*To do*
(1) In the passage on LPFM applications, what distance does it say can make a difference in a dense urban area?
(2) Change "sandy soil floor" to "sandy ground" in the rows from the line with "Return the polygon of every instance of the sandy" to the line with "222L252 226L267 234ZM482", leaving everything else in those rows unchanged, and return only those rows.

Start of Document passage

Should you get an engineer during the application phase?

Maybe. If you are fairly diligent and feel like you have a basic understanding of the way radio allocations are made, you may not need one. As one engineer described it to me, the service described in the rules seems to be "engineer-proof." You do not need any formal engineering document to apply for LPFM. However, there are some situations where an engineer might be very helpful. For example, if your exact location does not have any frequencies available, the engineer may be able to work with you to figure out another nearby location that will work. An engineer could also help tell you whether a frequency is good or not. If you have a choice between several frequencies, an engineer could tell you which one would be best -- while it is physically impossible under these rules for LPFMs to cause significant interference, some of the new channels allocated may receive quite a bit of interference. An engineers report could also give you a competitive advantage if it comes down to a competition between groups that want to use the channel. An engineer could probably also help to resolve such conflicts by finding alternatives. There are a few strategies for shoehorning a station in that are not permitted under LPFM, but a consulting engineer could (for a fee, perhaps considerable) make a very strong argument for an exemption. This engineers report would need to be attached to your form when you turn it in.

Again, be very careful with your engineering co-ordinates. Do not incumbent stations any thing that could give merit to a "Petition to Deny." Make sure you have very precise latitude, longitude and height above sea level information on your proposed site. In a dense urban area, 25-50 feet can make a difference! Prometheus has researched a few engineers and we can recommend some who have long track records of service to community radio who you can turn to if you decide that you want professional help. Several are considering very low priced packages of services for LPFMs.

How about a lawyer?

Again, maybe. Most of the application you can probably fill out yourself, but it may be worthwhile to have someone check it out before you send it in. There are a few things on the application that are not immediately obvious what they mean (or even what they are about). Our guide, (plus the Media Access Project Guide and the NLG guide) can give you some general answers, but there are always specific, particular situations that come up that these guides can not make sweeping generalizations about. It may also be helpful to have a lawyer around for non-FCC stuff: zoning boards etcetera.

A word about engineers and lawyers

A generally wretched lot, but we have met a few good apples among the ranks of the professional classes. These are some of the people that we talk to when we have questions that are beyond our expertise. You can always call us first and we we can tell you what we know based upon our conversations with experts like these. We generally find that we can answer about 80& of the questions that come our way, and as you know, our services are free. Some of the lawyers listed below have applied for grants (still pending) to be able to offer their services pro bono for LPFM applicants. Others will need to be paid. All of these engineers are friendly and may be willing to answer a few simple questions once or twice on the phone for free, but after that they will need to be paid for their services. Please realize that Prometheus offers common sense advice based upon our discussions with experts, our discussions with the FCC and our reading of the rules. We should not be considered a substitute for "legal" or "engineering" advice if you need it and if you have any doubts, you should consult a licensed professional.

End of Document passage
Start of Dataset excerpts

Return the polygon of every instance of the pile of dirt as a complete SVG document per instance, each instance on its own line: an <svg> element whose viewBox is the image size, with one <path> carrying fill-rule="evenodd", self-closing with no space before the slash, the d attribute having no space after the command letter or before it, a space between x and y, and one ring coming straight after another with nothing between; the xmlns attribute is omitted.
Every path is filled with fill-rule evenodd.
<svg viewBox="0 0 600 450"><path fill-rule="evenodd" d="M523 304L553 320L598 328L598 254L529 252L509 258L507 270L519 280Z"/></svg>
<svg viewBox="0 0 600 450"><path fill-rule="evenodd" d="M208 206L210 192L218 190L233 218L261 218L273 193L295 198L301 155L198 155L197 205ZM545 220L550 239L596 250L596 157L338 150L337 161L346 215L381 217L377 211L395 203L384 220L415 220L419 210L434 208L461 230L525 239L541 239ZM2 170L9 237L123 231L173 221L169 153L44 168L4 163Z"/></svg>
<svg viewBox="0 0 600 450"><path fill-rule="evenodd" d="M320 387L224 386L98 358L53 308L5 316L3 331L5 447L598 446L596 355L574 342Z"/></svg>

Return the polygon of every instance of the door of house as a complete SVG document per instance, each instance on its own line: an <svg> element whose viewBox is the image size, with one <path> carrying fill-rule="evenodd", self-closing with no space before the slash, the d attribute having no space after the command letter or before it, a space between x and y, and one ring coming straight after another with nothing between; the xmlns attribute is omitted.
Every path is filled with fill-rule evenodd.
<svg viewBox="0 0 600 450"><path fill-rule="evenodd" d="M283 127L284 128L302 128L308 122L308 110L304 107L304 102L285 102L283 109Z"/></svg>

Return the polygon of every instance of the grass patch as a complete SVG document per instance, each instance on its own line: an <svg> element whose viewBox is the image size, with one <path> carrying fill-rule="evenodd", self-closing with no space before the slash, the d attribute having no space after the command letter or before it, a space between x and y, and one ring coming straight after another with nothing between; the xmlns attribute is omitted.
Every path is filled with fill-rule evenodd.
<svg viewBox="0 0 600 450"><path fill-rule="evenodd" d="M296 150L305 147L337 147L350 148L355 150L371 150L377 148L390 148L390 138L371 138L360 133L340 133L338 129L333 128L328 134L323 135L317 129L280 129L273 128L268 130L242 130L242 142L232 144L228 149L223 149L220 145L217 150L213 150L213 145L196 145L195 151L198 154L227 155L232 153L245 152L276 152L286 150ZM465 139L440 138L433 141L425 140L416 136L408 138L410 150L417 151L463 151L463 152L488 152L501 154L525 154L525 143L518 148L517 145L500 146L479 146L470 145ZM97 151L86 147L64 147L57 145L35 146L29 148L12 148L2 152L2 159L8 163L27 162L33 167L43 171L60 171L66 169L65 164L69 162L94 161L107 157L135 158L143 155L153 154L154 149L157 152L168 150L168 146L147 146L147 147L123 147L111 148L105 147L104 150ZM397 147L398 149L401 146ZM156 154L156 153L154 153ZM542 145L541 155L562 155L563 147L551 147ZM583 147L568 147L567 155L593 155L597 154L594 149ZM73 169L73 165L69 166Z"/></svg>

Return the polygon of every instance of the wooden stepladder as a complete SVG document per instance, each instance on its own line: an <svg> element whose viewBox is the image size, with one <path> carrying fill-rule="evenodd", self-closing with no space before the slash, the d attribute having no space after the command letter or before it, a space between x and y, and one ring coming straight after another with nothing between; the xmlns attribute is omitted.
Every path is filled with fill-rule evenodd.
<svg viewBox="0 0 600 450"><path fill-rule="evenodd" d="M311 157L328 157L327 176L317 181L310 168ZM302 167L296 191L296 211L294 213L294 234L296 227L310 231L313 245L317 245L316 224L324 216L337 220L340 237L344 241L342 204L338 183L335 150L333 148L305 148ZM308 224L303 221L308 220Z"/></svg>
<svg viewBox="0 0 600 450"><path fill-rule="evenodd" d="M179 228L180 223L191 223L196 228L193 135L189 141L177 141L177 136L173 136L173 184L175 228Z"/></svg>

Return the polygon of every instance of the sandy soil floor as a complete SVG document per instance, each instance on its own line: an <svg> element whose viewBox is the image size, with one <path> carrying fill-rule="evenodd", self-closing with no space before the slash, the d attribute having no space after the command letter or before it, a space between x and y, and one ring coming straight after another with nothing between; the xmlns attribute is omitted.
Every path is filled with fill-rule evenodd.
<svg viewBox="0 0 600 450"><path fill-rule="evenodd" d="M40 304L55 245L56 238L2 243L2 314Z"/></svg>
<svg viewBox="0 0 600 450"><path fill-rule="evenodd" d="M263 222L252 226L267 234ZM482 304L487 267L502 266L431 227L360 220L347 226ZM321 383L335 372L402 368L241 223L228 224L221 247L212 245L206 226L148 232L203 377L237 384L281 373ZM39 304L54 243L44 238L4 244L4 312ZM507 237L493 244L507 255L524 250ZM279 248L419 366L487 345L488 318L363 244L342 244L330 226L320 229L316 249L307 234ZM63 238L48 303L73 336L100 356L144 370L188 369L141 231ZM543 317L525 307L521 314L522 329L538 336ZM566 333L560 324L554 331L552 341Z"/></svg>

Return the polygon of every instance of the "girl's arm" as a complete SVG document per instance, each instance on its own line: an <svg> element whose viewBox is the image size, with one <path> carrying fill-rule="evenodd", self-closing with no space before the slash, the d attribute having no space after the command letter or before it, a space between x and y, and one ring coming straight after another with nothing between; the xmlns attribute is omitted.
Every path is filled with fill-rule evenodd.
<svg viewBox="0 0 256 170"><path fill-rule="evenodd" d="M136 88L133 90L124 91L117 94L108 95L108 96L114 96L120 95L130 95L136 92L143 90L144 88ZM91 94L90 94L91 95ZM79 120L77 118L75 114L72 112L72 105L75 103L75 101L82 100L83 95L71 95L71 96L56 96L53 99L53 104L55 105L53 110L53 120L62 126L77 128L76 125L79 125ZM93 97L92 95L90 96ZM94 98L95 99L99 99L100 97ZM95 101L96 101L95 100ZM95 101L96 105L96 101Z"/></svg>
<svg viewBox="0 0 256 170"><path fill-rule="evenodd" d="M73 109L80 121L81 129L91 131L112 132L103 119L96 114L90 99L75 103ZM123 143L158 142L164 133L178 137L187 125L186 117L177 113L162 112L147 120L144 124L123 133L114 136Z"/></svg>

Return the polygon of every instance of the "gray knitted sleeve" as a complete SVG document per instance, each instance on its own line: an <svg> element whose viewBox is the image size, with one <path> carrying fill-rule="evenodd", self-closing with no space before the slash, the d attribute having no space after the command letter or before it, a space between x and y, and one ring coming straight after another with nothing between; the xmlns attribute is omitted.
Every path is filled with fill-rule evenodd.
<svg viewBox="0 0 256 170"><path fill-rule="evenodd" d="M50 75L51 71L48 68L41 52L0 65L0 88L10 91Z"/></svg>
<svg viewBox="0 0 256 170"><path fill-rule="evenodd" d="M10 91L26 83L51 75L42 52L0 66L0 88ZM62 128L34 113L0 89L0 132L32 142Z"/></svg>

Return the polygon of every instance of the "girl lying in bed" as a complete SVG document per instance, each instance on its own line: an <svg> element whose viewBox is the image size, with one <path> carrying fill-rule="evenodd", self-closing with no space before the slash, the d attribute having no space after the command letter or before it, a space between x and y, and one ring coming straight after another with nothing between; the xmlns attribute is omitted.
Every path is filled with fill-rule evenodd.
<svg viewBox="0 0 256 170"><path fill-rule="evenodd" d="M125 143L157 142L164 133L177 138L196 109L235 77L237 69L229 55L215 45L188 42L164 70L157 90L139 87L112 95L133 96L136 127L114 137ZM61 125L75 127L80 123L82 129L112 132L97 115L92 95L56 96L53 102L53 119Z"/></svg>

End of Dataset excerpts

*Outputs*
(1) 25-50 feet

(2)
Return the polygon of every instance of the sandy ground as a complete SVG document per instance, each instance on its own line: an <svg> element whose viewBox is the image size, with one <path> carrying fill-rule="evenodd", self-closing with no space before the slash, the d attribute having no space after the command letter or before it, a space between x and y, and one ring coming straight after another with nothing between; the xmlns attribute is omitted.
Every path is filled with fill-rule evenodd.
<svg viewBox="0 0 600 450"><path fill-rule="evenodd" d="M40 304L55 245L56 238L2 243L2 314Z"/></svg>
<svg viewBox="0 0 600 450"><path fill-rule="evenodd" d="M263 222L252 226L267 234ZM482 304L487 267L502 266L431 227L360 220L347 226ZM321 383L335 372L402 368L241 223L228 224L221 247L212 245L206 226L148 232L203 377L237 384L281 373ZM39 304L54 243L44 238L4 244L4 312ZM507 237L493 244L507 255L524 250ZM279 248L419 366L487 345L488 318L363 244L342 244L330 226L320 229L316 249L307 234ZM63 238L48 303L73 336L100 356L144 370L188 369L141 231ZM543 317L525 307L521 314L522 329L538 336ZM566 333L560 324L554 331L552 341Z"/></svg>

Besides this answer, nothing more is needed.